== TASK DESCRIPTION ==
Retype every record exactly. Leave the pictures out.

== INPUT RECORDS ==

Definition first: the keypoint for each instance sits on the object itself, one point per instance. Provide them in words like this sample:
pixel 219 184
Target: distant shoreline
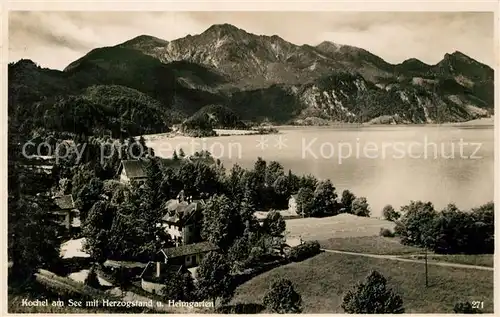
pixel 234 132
pixel 475 122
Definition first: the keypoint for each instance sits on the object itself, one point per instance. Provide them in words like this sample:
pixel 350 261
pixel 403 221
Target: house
pixel 65 213
pixel 154 275
pixel 290 213
pixel 132 170
pixel 189 255
pixel 182 220
pixel 173 260
pixel 39 164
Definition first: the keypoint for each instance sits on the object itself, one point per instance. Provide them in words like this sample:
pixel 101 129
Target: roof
pixel 190 249
pixel 286 214
pixel 124 264
pixel 181 211
pixel 135 168
pixel 149 272
pixel 65 202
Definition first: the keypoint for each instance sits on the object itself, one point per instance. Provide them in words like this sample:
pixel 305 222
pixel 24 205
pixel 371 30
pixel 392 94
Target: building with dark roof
pixel 173 260
pixel 132 170
pixel 65 212
pixel 182 220
pixel 189 255
pixel 155 273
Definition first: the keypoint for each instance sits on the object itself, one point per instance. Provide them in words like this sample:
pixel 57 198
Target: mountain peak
pixel 224 28
pixel 328 45
pixel 457 55
pixel 144 39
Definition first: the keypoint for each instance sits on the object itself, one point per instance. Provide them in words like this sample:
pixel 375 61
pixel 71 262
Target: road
pixel 398 258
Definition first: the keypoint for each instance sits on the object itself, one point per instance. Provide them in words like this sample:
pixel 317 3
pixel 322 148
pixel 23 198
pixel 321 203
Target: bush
pixel 384 232
pixel 304 251
pixel 465 308
pixel 282 298
pixel 390 214
pixel 92 280
pixel 372 297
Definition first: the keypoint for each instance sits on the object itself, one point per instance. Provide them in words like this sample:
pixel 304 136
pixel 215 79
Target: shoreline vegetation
pixel 276 129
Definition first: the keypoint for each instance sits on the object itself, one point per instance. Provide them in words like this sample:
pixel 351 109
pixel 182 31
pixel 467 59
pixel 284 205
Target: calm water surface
pixel 387 165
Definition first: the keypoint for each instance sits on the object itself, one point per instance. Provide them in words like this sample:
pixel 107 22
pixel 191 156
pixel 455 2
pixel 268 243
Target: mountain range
pixel 260 78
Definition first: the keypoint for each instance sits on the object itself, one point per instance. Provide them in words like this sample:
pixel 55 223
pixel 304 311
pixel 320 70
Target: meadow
pixel 323 280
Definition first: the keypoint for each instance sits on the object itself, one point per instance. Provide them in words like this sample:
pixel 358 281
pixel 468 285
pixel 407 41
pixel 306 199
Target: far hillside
pixel 214 117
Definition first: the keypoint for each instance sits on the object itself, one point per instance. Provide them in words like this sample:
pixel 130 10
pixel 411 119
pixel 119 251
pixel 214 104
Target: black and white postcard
pixel 168 158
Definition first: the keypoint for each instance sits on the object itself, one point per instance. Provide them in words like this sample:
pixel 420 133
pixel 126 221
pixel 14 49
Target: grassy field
pixel 470 259
pixel 340 226
pixel 371 245
pixel 323 279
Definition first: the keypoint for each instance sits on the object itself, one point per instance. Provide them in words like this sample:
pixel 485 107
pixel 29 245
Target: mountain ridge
pixel 268 79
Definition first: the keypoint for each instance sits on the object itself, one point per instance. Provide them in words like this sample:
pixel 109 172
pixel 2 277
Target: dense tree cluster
pixel 372 297
pixel 282 298
pixel 448 231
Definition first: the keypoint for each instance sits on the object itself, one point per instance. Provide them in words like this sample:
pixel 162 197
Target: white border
pixel 371 5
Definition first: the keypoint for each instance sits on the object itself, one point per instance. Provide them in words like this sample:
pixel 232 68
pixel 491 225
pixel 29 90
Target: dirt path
pixel 398 258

== ANSWER SPACE ==
Definition first: the keypoint for each instance sits on the object itself, one point per instance. Provide them in words like this sample:
pixel 219 184
Target: distant shoreline
pixel 234 132
pixel 475 122
Definition first: the keypoint for each instance sits on the object itself, one point per instance. Provide them in words like this sample:
pixel 350 261
pixel 403 221
Target: house
pixel 65 213
pixel 154 275
pixel 290 213
pixel 132 170
pixel 189 255
pixel 182 220
pixel 173 260
pixel 39 164
Definition first: the keypoint for each instance sits on the object itself, one point per instance. Provide them in words like this sample:
pixel 101 129
Target: roof
pixel 190 249
pixel 286 214
pixel 124 264
pixel 181 211
pixel 135 168
pixel 149 272
pixel 65 202
Definition first: the keypoint for each instance sits on the object itself, one point per instance. Provide them in words like this sample:
pixel 305 222
pixel 24 205
pixel 371 30
pixel 392 94
Target: building with dark roof
pixel 173 260
pixel 132 170
pixel 65 212
pixel 182 220
pixel 189 255
pixel 155 273
Definition first: the keypoint for each instance sits on the object itself, one point per instance. Provide them in words like this sample:
pixel 57 198
Target: mountain peak
pixel 224 28
pixel 328 45
pixel 457 55
pixel 144 39
Definition first: the keypoint for each instance sits on the object itself, one point per instance. Provide them in words like this sample:
pixel 375 61
pixel 71 262
Target: road
pixel 398 258
Definition first: the keypoint for each instance sits on the object itself, one point per instance. Provide them in words like this sample:
pixel 317 3
pixel 322 148
pixel 23 198
pixel 321 203
Target: bush
pixel 384 232
pixel 304 251
pixel 465 308
pixel 282 298
pixel 390 214
pixel 92 280
pixel 372 297
Definition first: the keypoint for each instance sits on the object itself, one point per instance. Provide them in words like this sample:
pixel 304 136
pixel 215 79
Target: shoreline vegetation
pixel 276 129
Definition first: the keypoint for each instance sits on the object itself, one point per instance. Provide them in words like this sample:
pixel 351 109
pixel 182 31
pixel 467 59
pixel 284 205
Target: calm water surface
pixel 387 165
Definition first: the keypoint for each instance sits on the object itself, one point per instance. Provide them in words like this sample:
pixel 107 22
pixel 191 156
pixel 455 2
pixel 268 243
Target: mountain range
pixel 260 78
Definition first: the keypoint for each instance sits on the object itself, one point per instance. Provide them in words like this sample:
pixel 55 223
pixel 304 311
pixel 320 70
Target: meadow
pixel 323 280
Definition first: the keypoint for each instance sits on the object itself, one point per instance. Provide them in words like this sample:
pixel 358 281
pixel 468 285
pixel 407 41
pixel 306 199
Target: far hillside
pixel 214 117
Definition first: the keypoint for each instance sits on the object itself, one point per instance. Provide them in words like this sample:
pixel 130 10
pixel 411 119
pixel 119 251
pixel 214 104
Target: black and white postcard
pixel 168 158
Definition first: the keypoint for each instance sits on the object itself, one point per instance. Provide them in words like this sample:
pixel 420 133
pixel 126 221
pixel 14 49
Target: grassy field
pixel 470 259
pixel 340 226
pixel 371 245
pixel 323 279
Definition first: the keypoint for each instance sits on the object itself, one point per instance. Provide them in words like this sample:
pixel 485 107
pixel 29 245
Target: mountain ridge
pixel 268 79
Definition first: the keypoint for each instance sits on the object itself, one point per instance. Provide them in words like this sample:
pixel 109 172
pixel 2 277
Target: dense tree cluster
pixel 372 297
pixel 282 298
pixel 448 231
Definition first: the keypoint for each instance sits on the object itself, one point per instance. Provide them in words like this sample:
pixel 162 197
Target: white border
pixel 371 5
Definition first: the keypoint for each instance sits on the object itself, one point per instance. Provide them in words like this sample:
pixel 232 68
pixel 491 225
pixel 29 90
Target: dirt path
pixel 398 258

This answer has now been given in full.